[[ Records shown open ]]

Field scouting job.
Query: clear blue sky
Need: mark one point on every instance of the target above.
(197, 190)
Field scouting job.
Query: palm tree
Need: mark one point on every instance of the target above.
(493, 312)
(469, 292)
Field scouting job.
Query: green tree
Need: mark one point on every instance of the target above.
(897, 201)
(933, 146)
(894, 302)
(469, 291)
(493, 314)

[[ Records shown closed ]]

Problem requirements => Please count the lines above that contain the string "Query" and reply with the number alone.

Reply => 3